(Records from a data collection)
= = = = =

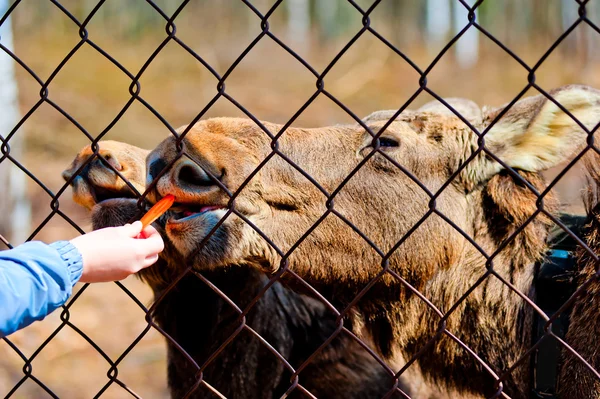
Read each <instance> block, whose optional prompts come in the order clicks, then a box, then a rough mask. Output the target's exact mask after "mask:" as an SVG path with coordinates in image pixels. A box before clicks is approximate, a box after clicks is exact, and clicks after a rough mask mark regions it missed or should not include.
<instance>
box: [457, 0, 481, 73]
mask: <svg viewBox="0 0 600 399" xmlns="http://www.w3.org/2000/svg"><path fill="white" fill-rule="evenodd" d="M467 3H468V4H470V5H473V4H474V3H475V2H474V1H473V0H471V1H467ZM475 13H477V10H475ZM468 15H469V12H468V10H467V9H466V8H465V6H463V5H462V4H460V3H458V2H457V4H454V30H455V33H458V32H460V31H461V30H462V29H463V28H464V27H465V26H466V25H467V23H468V22H469V19H468ZM476 15H477V14H476ZM454 53H455V54H456V60H457V61H458V64H459V65H460V66H461V67H462V68H470V67H472V66H473V65H475V64H476V63H477V59H478V58H479V31H478V30H477V28H475V27H473V26H471V27H470V28H469V29H468V30H467V31H466V32H465V33H464V34H463V35H462V36H461V38H460V39H458V42H456V44H455V45H454Z"/></svg>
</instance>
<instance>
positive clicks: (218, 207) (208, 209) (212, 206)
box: [183, 205, 219, 217]
mask: <svg viewBox="0 0 600 399" xmlns="http://www.w3.org/2000/svg"><path fill="white" fill-rule="evenodd" d="M215 209H219V207H218V206H214V205H209V206H203V207H202V208H200V211H198V212H192V211H184V212H183V216H184V217H188V216H192V215H195V214H196V213H203V212H207V211H212V210H215Z"/></svg>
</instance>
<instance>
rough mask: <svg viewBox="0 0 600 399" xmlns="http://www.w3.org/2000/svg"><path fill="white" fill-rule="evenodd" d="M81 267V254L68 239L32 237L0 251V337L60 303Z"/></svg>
mask: <svg viewBox="0 0 600 399" xmlns="http://www.w3.org/2000/svg"><path fill="white" fill-rule="evenodd" d="M82 270H83V262H82V258H81V254H80V253H79V251H78V250H77V248H75V247H74V246H73V245H72V244H71V243H70V242H68V241H58V242H55V243H53V244H50V245H47V244H44V243H42V242H39V241H33V242H28V243H25V244H23V245H19V246H18V247H16V248H14V249H11V250H8V251H0V337H3V336H6V335H8V334H11V333H13V332H15V331H16V330H18V329H20V328H23V327H25V326H27V325H29V324H31V323H33V322H34V321H36V320H41V319H43V318H44V317H45V316H46V315H47V314H48V313H50V312H52V311H53V310H54V309H56V308H58V307H60V306H61V305H62V304H64V303H65V302H66V301H67V299H68V298H69V296H71V292H72V290H73V286H74V285H75V283H76V282H77V281H78V280H79V278H80V277H81V272H82Z"/></svg>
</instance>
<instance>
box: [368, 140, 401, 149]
mask: <svg viewBox="0 0 600 399" xmlns="http://www.w3.org/2000/svg"><path fill="white" fill-rule="evenodd" d="M374 145H375V140H373V146H374ZM399 145H400V144H399V143H398V140H395V139H392V138H389V137H380V138H379V147H380V148H384V147H398V146H399Z"/></svg>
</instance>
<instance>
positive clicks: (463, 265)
mask: <svg viewBox="0 0 600 399" xmlns="http://www.w3.org/2000/svg"><path fill="white" fill-rule="evenodd" d="M521 175H522V176H523V177H524V178H525V179H526V180H528V181H529V182H530V183H531V184H532V185H533V186H534V187H536V189H538V190H539V191H541V189H542V187H544V182H543V179H542V178H541V177H540V176H539V175H537V174H534V173H525V172H522V173H521ZM471 200H472V201H473V202H474V203H483V206H471V207H470V209H474V210H478V211H479V212H482V214H474V215H472V220H473V221H478V222H474V226H473V238H474V240H475V241H476V242H477V243H478V244H479V245H480V246H481V247H482V248H483V249H484V250H485V252H486V253H487V254H488V255H491V254H492V253H493V252H494V251H495V250H496V249H497V248H498V247H499V246H500V245H502V243H503V242H504V241H505V240H507V239H508V238H510V237H511V236H512V234H513V233H514V232H515V231H516V230H517V229H518V228H519V227H520V226H521V225H522V224H523V223H525V221H526V220H527V218H529V216H531V215H532V214H533V213H534V212H535V211H536V209H537V206H536V200H537V198H536V196H535V195H534V194H533V193H532V192H531V191H530V190H529V189H528V188H527V187H525V186H524V185H523V184H521V183H520V182H518V181H517V180H516V179H514V178H513V177H512V176H510V175H509V174H499V175H497V176H495V177H494V178H492V179H491V180H490V181H489V182H488V183H487V185H486V186H485V187H483V188H482V189H479V190H477V191H474V192H473V193H472V198H471ZM544 202H545V209H547V210H548V211H550V212H554V211H555V201H554V199H553V198H550V197H546V199H545V201H544ZM549 226H550V222H549V220H548V219H547V218H545V217H544V216H543V215H538V216H537V217H536V218H535V219H534V220H533V221H532V222H530V223H529V224H528V225H527V226H526V227H525V228H524V229H523V230H522V231H521V232H520V233H519V234H518V235H517V236H515V237H514V238H513V239H511V241H510V242H509V243H508V244H507V245H506V247H505V248H504V250H503V251H501V252H500V253H499V254H498V256H496V257H495V258H494V260H493V269H494V271H495V272H496V273H497V274H498V275H500V276H501V277H502V278H503V279H505V281H507V282H509V283H510V284H512V285H513V286H514V287H515V288H516V289H517V290H519V291H520V292H522V293H523V294H524V295H526V296H527V297H529V298H530V299H532V300H534V298H535V292H534V288H533V278H534V275H535V272H536V269H535V264H536V262H537V261H538V260H539V259H540V258H541V257H542V256H543V253H544V249H545V241H546V237H547V234H548V229H549ZM465 243H466V244H465V248H464V251H463V254H464V255H463V256H462V257H460V258H459V261H458V262H454V263H450V264H449V265H448V267H445V268H440V269H439V270H438V271H437V272H436V273H435V274H434V275H433V277H432V278H431V279H430V280H428V281H427V282H426V283H425V284H424V285H423V286H422V287H420V288H419V287H418V289H419V290H420V291H421V292H422V293H423V295H424V296H425V297H426V298H430V299H431V300H432V302H433V303H434V304H435V305H436V306H438V308H439V309H440V310H441V311H442V312H447V311H449V310H450V308H449V307H450V306H452V305H453V304H454V303H456V302H457V301H458V300H459V299H460V297H461V296H462V295H463V294H465V293H466V292H467V291H468V290H469V288H470V287H471V286H473V285H474V284H475V283H476V282H477V281H478V280H479V278H480V277H482V276H483V275H484V274H485V273H486V271H487V268H486V262H485V258H484V257H483V256H482V255H481V254H480V253H479V252H478V251H477V250H476V249H475V248H474V247H473V246H472V245H471V244H469V243H467V242H466V241H465ZM404 295H405V296H406V299H405V300H403V301H401V303H399V301H397V300H396V301H395V304H393V305H390V303H392V302H387V303H385V301H382V302H371V303H369V305H368V306H369V308H368V309H362V312H361V313H363V314H370V315H374V316H372V317H370V318H369V319H367V320H364V323H365V324H366V327H367V329H368V330H370V331H372V332H373V336H374V338H375V342H376V344H377V345H378V347H379V349H380V350H381V351H382V353H383V354H384V355H386V356H388V357H393V352H394V349H398V350H400V352H402V354H403V357H404V358H405V359H407V360H408V359H410V358H411V357H412V356H414V355H415V354H416V353H417V352H419V351H420V350H421V349H422V348H424V347H425V346H427V345H429V346H428V349H426V350H425V352H424V353H423V354H422V355H421V356H420V358H419V359H420V360H419V365H420V367H421V369H422V370H423V373H424V374H425V376H426V377H427V378H429V379H430V380H431V381H432V382H434V383H436V384H440V385H442V386H445V387H446V388H447V389H448V390H458V391H462V392H470V393H474V394H477V395H482V396H485V397H490V396H491V395H493V394H494V393H495V392H496V389H495V388H494V380H493V378H492V377H491V376H490V374H489V373H488V372H487V371H486V370H485V369H484V368H483V367H481V365H480V363H479V362H478V361H476V360H475V359H474V358H473V357H472V355H471V354H470V353H468V352H467V351H466V350H464V349H463V348H461V347H460V346H459V345H458V344H457V343H456V342H455V341H453V340H452V339H451V338H450V337H449V336H448V335H446V334H445V333H444V332H443V331H442V330H440V318H439V317H438V316H437V315H436V314H435V313H434V312H433V311H432V310H431V309H430V308H429V307H428V306H427V305H425V304H424V303H423V301H422V300H421V299H419V298H418V297H417V296H416V295H413V294H410V293H405V294H404ZM376 307H379V309H374V308H376ZM532 316H533V312H532V310H531V309H530V308H529V307H528V305H527V304H526V303H525V301H524V300H523V299H522V298H521V297H519V296H518V295H517V294H516V293H515V292H514V291H512V290H511V289H510V288H509V287H508V286H507V285H505V284H504V283H503V282H502V281H500V280H499V279H498V278H497V277H495V276H493V275H490V276H488V277H487V279H485V280H484V281H483V282H482V283H481V284H480V285H479V286H478V287H477V288H476V289H475V290H474V291H473V292H471V294H470V295H469V296H468V297H467V298H466V299H465V300H464V301H463V302H462V303H461V304H460V305H459V306H458V307H457V308H456V309H454V311H453V313H452V314H451V315H450V316H449V318H448V319H447V322H446V326H445V327H446V329H447V330H448V331H449V332H451V333H452V334H454V335H455V336H456V337H457V338H458V339H460V340H461V341H462V342H463V343H464V344H465V345H467V346H468V347H469V348H471V349H472V350H473V351H474V352H475V353H476V354H477V355H478V356H479V357H480V358H482V359H483V360H484V361H486V363H487V364H488V365H490V366H491V367H492V369H493V370H495V371H496V372H497V373H499V374H502V373H503V372H504V371H505V370H506V369H507V368H509V367H511V366H513V365H514V364H515V363H516V361H517V360H518V359H519V357H520V356H521V355H523V354H524V353H525V352H526V350H527V349H528V348H529V347H530V346H531V324H532ZM515 320H516V324H515ZM394 326H395V327H394ZM438 331H442V332H440V334H438V335H437V336H436V332H438ZM434 337H435V338H434ZM432 339H433V341H432ZM521 364H522V366H521V367H518V368H517V369H516V370H514V371H513V373H512V374H511V375H510V376H509V377H508V379H507V380H506V381H504V383H503V389H504V392H506V393H507V394H509V395H510V396H511V397H512V398H527V397H528V395H529V379H530V378H529V377H530V376H529V368H528V365H529V359H527V360H526V361H524V362H523V363H521Z"/></svg>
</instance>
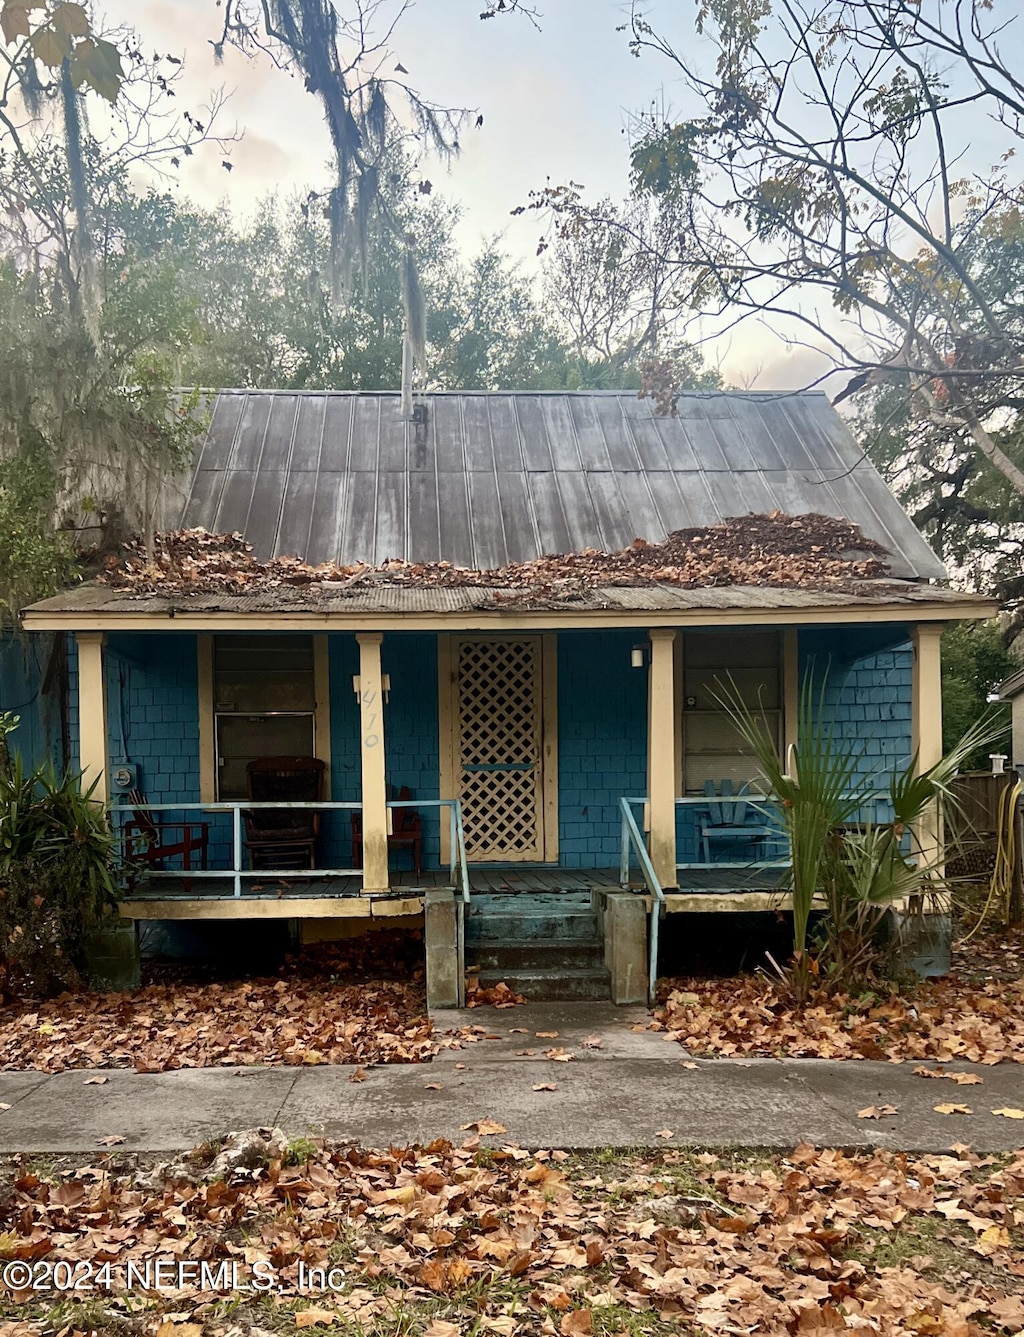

= = = = =

THE TASK:
Out of the preceding entries, pull every line containing the string "clicks".

RESULT OF THIS TASK:
Read each <instance> block, whose optional prompts come in the order clicks, then a box, then a rough mask. Output the target's exact mask after "mask:" as an SVG path with coordinates in image pixels. A box before clicks is approximate, a box after clicks is exact, and clicks after a rough mask mark regions it missed or should not include.
positive clicks: (218, 207) (208, 209) (212, 206)
positive clicks: (463, 265)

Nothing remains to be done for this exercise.